**Given task**
Can you write out the passage on the formatting toolbar again, from "The stops on" through "with Format, Columns.", switching "ruler" to "scale"?

Image  Formatting toolbar: This is a quick way to format short, quick documents that do not need to conform to typographic guidelines and will not be updated over time.

Image  Styles and Formatting palette: This is the best way to format documents that must adhere to style guidelines, such as a corporate or organizational style guide. Also, if the document will be maintained and edited over time, styles are the only way to maintain any consistency from author to author and from version to version.

Using the Formatting Toolbar

The formatting toolbar, just below the menus, has buttons for almost all the functions you’ll use. Starting from the left side of the toolbar, you have three file operation buttons (New, Open, Save), a Print button, the Cut/Copy/Paste trio, and, my personal favorite, Undo. In the Font drop-down list, the list of fonts with Xandros is quite adequate, with a few representative serif, sans serif, fixed space, and script examples of text, display, and symbol fonts. To the right of the Font drop-down list are controls for font size, bold, italic, underline, font color, justification, and lists (both enumerated and bulleted).

Below the formatting toolbar, you’ll find the ruler, which is also your interactive tab-setting control. Simply click along the ruler to place a default tab (usually a left tab). Right-click an existing tab to change it to your choice: left, centered, right, or decimal aligning. The tab icon in the left corner, just to the right of the ruler, sets the default tab type. Just click this until the default is what you want.

The stops on the right and left of the ruler are interactive indenting markers. Drag them to indent or outdent from either side. Actual page setup controls are under Format, Page. In the Page Style dialog box, you’ll find controls to set the page size and margins, number of columns, background, and running headers and footers (as well as some more esoteric settings). You can also set the number of columns with Format, Columns.

**Collected data**
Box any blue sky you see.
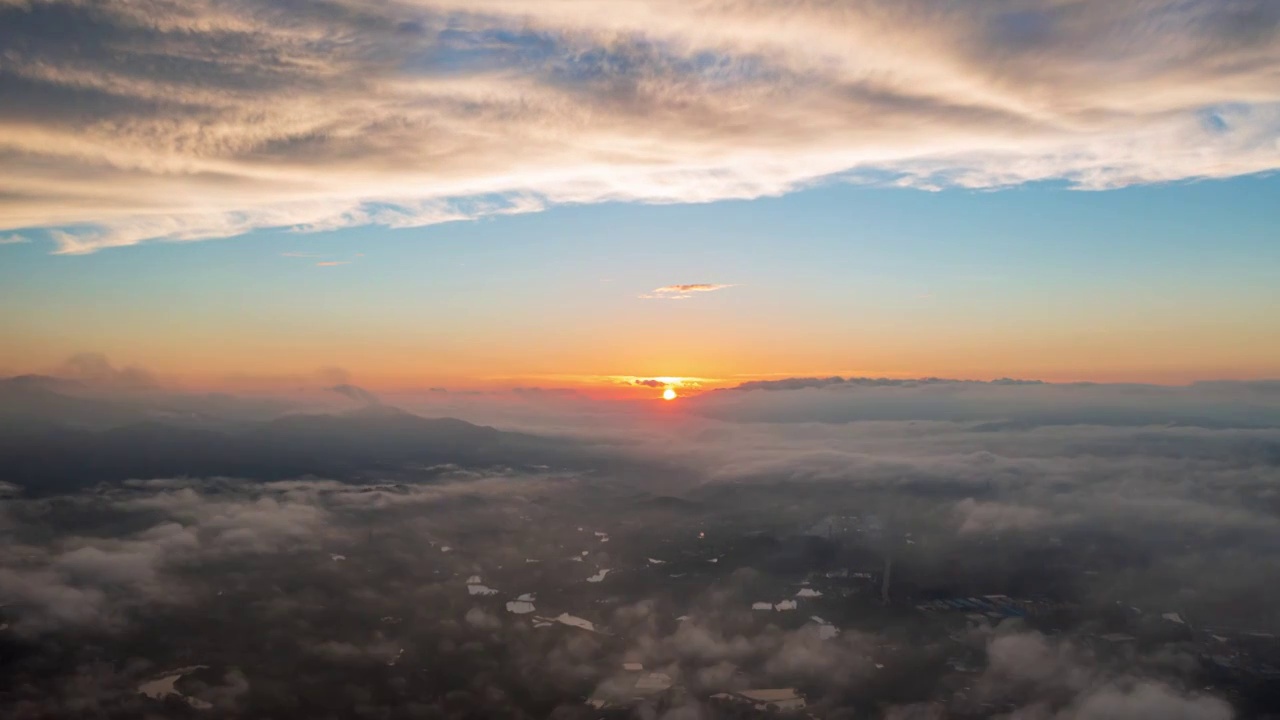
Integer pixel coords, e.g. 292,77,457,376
0,177,1280,382
0,0,1280,387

**Solution to this exercise**
The stops on the right and left of the scale are interactive indenting markers. Drag them to indent or outdent from either side. Actual page setup controls are under Format, Page. In the Page Style dialog box, you’ll find controls to set the page size and margins, number of columns, background, and running headers and footers (as well as some more esoteric settings). You can also set the number of columns with Format, Columns.